Task requirements:
Copy every one of the records below word for word, leaving out the picture.

Available records:
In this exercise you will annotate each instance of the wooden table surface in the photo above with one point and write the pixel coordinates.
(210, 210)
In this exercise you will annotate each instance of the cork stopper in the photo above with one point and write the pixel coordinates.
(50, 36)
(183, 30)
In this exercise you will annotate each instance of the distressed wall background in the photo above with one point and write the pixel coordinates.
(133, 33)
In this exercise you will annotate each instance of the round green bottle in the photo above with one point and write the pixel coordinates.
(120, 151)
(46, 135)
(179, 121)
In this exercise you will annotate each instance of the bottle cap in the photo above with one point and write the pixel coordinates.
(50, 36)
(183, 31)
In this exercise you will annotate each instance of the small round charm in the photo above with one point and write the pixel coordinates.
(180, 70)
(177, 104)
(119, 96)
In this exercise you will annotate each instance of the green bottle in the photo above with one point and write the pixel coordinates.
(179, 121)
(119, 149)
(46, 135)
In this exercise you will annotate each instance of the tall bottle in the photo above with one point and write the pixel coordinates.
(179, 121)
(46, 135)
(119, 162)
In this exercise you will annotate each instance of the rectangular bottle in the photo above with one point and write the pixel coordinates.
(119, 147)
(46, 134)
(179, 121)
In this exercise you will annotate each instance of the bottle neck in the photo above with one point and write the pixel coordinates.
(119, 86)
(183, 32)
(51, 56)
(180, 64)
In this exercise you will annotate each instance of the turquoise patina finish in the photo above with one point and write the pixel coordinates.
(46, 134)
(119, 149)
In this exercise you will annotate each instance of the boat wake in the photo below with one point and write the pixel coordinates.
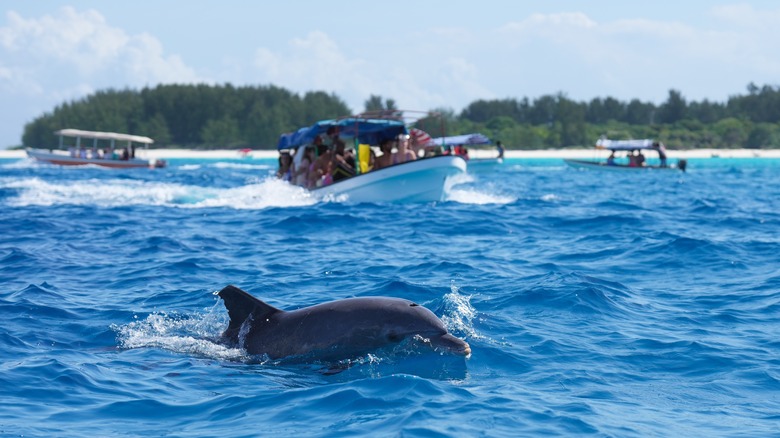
(461, 188)
(261, 194)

Solution below:
In this exercise you will annotate each instance of the wooden table surface in the photo above with one point and write the pixel coordinates.
(210, 210)
In this exercise you will annotate each instance of the cork stopper in the photo above with one point and write the pixel coordinates.
(50, 36)
(183, 30)
In this exercise you will annotate each instance of the distressed wall background in the photo above with one point and write the pixel coordinates.
(133, 33)
In this exercise you will annotate each instance of the round green bottle in the photo above with one point and write the pixel coordinates.
(120, 151)
(46, 135)
(179, 121)
In this exercise you will annotate each instance of the bottle cap in the photo above with one point and write the pixel coordinates.
(50, 36)
(183, 31)
In this exercise you will annotate each instance of the small round charm in the photo above with one point and write the pixel coordinates.
(180, 70)
(177, 104)
(119, 96)
In this exercise you will annotate each instance of the green bottle in the photo above with one point and write the pixel coordinates.
(179, 121)
(119, 149)
(46, 135)
In this exercise you will annotate each instance of the tall bottle in the photo above with one point and write the pixel coordinates.
(179, 121)
(46, 135)
(119, 162)
In this exercise you will annotate each instance of the rectangular bottle in the photo above with one point and write the pixel coordinates.
(119, 147)
(46, 134)
(179, 121)
In this exercise you will annotate each instance of the bottle neck in the photo above with one point and write the pixel coordinates.
(119, 86)
(183, 32)
(51, 56)
(180, 64)
In this exercise you will annotate each instance of the turquoise patina finish in the photo above with one point and write the pixel coordinates.
(46, 134)
(119, 149)
In this exercise you will annotate each instance of the boat wake in the photo below with one point and write the pixel coordinates.
(461, 188)
(261, 194)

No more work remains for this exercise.